▸ Passage
================

Finally, The Big Eat – Part III: The French Laundry

We chose not to photograph inside the restaurant. Enjoy the pics of the grounds.

Day three in Yountville started with a modest breakfast in the hotel. In anticipation for our big dinner at The French Laundry, we enjoyed a relatively light lunch at Hurley’s, dining on olive oil poached tuna niçoise and Crab Louis salads. Both hit the spot without being over filling. We thought it best to go into dinner without hunger headaches and the salads were a refreshing departure from the big meals of earlier restaurant visits. After a long walk around the small town of Yountville and a trip to the sauna and steam room at the Spa Villagio, we were ready to sit and eat for the next three hours. Our meal at The French Laundry would soon be a memory and we wanted it to be perfect.

================

▸ Input for this task
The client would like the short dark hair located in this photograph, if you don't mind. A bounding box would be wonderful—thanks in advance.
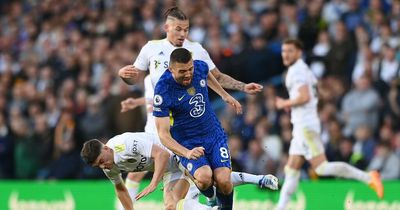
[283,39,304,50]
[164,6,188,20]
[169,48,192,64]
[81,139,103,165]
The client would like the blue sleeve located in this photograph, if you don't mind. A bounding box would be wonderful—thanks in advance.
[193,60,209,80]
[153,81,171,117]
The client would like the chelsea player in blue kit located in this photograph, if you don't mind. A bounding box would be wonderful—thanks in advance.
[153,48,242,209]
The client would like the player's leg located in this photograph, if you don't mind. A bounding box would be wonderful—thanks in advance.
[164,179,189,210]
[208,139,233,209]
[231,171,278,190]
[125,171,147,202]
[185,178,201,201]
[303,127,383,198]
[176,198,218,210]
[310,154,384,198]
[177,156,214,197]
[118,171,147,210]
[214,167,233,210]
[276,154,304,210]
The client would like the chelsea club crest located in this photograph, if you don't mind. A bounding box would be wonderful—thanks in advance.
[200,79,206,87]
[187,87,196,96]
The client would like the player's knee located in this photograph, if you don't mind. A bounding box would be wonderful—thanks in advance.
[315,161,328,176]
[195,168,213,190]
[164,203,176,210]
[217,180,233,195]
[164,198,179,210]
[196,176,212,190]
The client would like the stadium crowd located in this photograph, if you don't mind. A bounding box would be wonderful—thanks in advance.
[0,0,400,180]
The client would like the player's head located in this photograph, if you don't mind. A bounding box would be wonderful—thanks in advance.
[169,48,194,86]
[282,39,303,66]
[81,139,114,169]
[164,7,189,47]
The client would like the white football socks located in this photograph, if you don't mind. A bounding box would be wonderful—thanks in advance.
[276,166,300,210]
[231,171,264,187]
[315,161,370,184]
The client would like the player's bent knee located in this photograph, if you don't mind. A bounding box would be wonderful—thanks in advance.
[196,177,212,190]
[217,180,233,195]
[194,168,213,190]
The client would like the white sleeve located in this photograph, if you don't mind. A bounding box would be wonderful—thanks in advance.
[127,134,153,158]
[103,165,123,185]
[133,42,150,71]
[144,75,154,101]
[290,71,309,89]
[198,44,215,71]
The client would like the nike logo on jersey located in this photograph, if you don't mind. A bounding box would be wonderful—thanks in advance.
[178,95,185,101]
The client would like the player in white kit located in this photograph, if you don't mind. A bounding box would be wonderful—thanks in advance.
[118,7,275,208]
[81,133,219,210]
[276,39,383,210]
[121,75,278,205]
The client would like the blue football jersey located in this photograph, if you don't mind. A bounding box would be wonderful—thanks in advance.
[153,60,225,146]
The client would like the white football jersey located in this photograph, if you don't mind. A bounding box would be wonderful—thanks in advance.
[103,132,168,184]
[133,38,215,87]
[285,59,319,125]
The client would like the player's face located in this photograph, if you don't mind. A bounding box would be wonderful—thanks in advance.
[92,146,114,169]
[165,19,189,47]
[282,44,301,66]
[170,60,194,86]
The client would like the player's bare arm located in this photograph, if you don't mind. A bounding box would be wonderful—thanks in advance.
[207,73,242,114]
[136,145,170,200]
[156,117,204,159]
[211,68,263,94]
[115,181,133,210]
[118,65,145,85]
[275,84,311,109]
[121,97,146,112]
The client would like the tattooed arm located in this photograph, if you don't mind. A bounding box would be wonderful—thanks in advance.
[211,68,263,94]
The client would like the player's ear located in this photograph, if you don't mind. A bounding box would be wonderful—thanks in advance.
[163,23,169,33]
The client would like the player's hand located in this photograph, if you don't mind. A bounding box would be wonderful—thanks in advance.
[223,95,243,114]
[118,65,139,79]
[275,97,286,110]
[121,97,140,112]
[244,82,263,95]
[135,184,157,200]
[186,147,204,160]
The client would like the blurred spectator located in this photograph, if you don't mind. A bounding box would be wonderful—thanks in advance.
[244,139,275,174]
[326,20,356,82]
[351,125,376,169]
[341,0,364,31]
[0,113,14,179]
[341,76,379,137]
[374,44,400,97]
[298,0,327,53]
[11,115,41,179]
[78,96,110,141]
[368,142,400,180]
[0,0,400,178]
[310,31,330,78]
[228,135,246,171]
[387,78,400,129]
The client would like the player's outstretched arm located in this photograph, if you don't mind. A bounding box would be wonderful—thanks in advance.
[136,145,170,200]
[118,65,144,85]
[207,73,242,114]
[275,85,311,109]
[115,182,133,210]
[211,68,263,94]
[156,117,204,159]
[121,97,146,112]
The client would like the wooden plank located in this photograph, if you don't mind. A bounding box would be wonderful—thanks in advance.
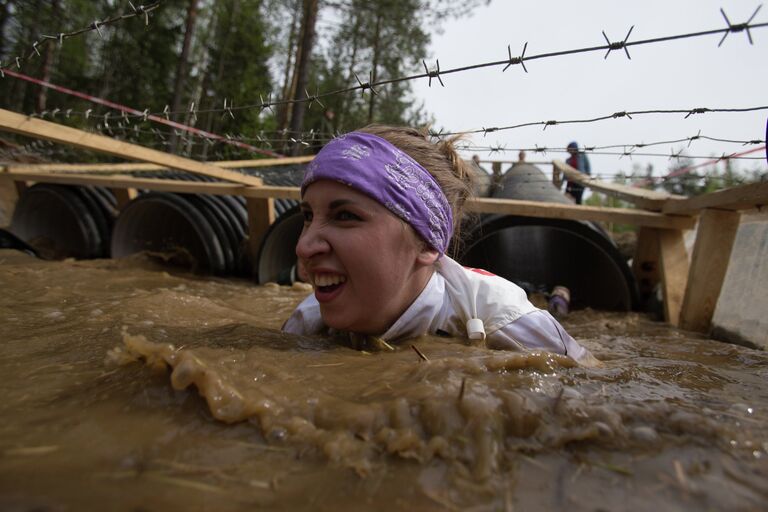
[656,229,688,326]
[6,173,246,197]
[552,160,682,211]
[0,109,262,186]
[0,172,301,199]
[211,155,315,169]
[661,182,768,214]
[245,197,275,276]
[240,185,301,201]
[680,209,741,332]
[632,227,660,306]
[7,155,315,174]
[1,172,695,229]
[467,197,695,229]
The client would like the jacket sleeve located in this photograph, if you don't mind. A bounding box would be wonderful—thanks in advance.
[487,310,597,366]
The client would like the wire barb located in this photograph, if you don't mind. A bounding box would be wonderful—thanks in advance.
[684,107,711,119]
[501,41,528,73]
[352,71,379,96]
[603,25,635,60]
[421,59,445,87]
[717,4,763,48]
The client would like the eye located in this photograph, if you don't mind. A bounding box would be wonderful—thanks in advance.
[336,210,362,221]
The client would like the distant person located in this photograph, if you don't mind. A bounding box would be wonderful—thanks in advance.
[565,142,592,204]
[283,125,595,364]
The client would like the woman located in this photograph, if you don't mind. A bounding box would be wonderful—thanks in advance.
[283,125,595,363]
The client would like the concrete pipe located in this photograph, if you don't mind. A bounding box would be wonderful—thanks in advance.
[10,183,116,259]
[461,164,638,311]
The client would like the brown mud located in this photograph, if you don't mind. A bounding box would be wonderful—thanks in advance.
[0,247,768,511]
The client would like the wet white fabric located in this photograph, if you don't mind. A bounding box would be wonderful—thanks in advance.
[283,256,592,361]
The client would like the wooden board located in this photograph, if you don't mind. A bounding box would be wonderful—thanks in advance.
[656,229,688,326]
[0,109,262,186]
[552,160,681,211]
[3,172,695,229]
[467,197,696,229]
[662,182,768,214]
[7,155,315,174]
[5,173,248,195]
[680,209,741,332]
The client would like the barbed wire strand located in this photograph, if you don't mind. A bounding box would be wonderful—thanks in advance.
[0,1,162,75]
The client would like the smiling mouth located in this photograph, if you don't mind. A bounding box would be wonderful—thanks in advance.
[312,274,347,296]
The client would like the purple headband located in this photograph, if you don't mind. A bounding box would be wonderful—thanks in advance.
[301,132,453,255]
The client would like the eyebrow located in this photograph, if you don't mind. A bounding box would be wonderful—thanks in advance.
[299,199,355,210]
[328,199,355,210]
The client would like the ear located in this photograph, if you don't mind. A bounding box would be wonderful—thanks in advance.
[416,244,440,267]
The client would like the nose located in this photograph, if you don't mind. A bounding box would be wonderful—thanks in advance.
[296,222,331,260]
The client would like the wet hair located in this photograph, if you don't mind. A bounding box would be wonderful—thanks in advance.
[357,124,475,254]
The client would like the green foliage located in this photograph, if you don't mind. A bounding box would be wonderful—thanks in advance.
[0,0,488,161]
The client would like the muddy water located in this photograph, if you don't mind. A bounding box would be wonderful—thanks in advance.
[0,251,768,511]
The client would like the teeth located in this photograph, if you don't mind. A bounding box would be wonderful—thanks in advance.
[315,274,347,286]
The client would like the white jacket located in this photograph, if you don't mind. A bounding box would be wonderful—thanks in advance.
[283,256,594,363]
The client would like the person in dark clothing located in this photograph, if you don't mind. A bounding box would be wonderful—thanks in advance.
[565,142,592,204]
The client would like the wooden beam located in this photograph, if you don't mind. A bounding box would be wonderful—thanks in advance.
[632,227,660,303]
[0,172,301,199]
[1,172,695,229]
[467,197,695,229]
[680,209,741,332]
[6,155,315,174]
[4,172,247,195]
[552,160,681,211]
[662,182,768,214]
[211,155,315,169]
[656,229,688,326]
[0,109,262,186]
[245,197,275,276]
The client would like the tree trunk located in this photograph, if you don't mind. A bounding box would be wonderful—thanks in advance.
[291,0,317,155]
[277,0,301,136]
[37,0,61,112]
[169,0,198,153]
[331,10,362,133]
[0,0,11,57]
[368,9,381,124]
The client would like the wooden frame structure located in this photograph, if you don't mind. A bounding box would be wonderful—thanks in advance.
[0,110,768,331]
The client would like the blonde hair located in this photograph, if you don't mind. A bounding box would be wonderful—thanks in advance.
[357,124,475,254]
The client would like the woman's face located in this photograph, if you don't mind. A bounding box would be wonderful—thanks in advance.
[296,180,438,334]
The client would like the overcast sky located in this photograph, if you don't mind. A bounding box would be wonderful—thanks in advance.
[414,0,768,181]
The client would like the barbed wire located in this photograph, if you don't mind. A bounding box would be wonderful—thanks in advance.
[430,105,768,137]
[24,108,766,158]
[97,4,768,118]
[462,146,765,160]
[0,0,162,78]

================

▸ Exercise instructions
a) Could you write out the records again, starting with the line that contains "The client would like the player's bent" and going on through the line that contains "[186,147,204,160]", both included? Keep the requests unchanged, multiply every bounding-box coordinate in the answers by 2.35, and round each result to a whole number, with halves rounded up.
b) What comes next in the passage about dining at The French Laundry? Continue it from its last sentence.

▸ Responses to the exercise
a)
The client would like the player's bent knee located in this photograph, if you don't mind. A bounding box would be wonderful—thanks in advance.
[461,416,498,447]
[510,423,548,458]
[456,395,501,447]
The client would like the white sleeve located in this photograph, if you don't mind. A bounding box would be wonderful—thanks in advance.
[298,315,360,371]
[242,388,289,435]
[313,99,353,167]
[338,176,362,237]
[682,167,726,209]
[465,103,505,167]
The client would like the nike logo on jersey located in this photograph, if you don't mind. A bounding box would be wonderful—thanks in advance.
[418,223,435,237]
The client would like the player in white kit located in this photograph, if you don't mind. A bounding box would be wonderful—thanks in advance.
[277,16,646,489]
[190,313,515,494]
[649,92,900,494]
[284,176,653,482]
The client would like the blue football jersey located in this photograph, if you don't mind. A bounding box would be wonderful—thanks in advance.
[360,141,529,343]
The client would like the white football jersey located in this photograph, if you don't mind. A bounding box would be wonderful—thanks in advance.
[242,310,395,432]
[313,89,505,204]
[670,139,750,294]
The client would like the player's face located in this photograph, if you don't mind. A bounding box would be wonderful—thanks in advance.
[216,343,268,397]
[388,45,444,110]
[663,103,707,155]
[400,141,456,202]
The client would like the player's bare arm located in this photograph, if you don't mind. A bounding box would be wonderful—thanks in advance.
[486,172,569,268]
[320,341,400,470]
[367,275,479,374]
[496,160,618,221]
[270,425,313,494]
[277,153,341,200]
[646,197,731,256]
[284,228,343,263]
The client would like the tattooed arm located in this photograph, if you don't mind. A bounding box would be wonderful—thanks in advance.
[496,160,618,221]
The client would like the player's ear located in this photograph, if you don't mind. A bounding box would be wonderful—thanks in advance.
[383,54,397,78]
The client would like the player's hand located in this photograph, if you don't mind. A bounding box would be wonderful—thanks in advance.
[524,223,571,268]
[277,153,327,186]
[646,228,672,259]
[284,228,329,263]
[573,193,618,223]
[317,432,369,470]
[437,345,479,376]

b)
Reservations were set for 8:45. Arriving a few minutes early, the host seated us in the front room while our table was being prepared. The French Laundry is a model of service, as you should expect, and they work very hard to make sure every guest feels as though they should be there. As it turned out, we waited with a certain celebrity couple (Nicole Richie and Joel Madden –Happy Anniversary!) who did a very good job of keeping a low profile thanks to the discretion of the host. [We’re assuming TMZ is no longer interested in something that happened over a month ago, with no pictures.]

The French Laundry's garden with a view of the Napa Valley hills.

The restaurant is divided into three small dining rooms, one downstairs and two upstairs. We were seated upstairs with four other tables, variously populated with couples and groups, most celebrating some sort of special occasion. We were seated at a large round table next to one another with a view of the other guests giving us an opportunity to “see how it’s done” for those who were seated earlier.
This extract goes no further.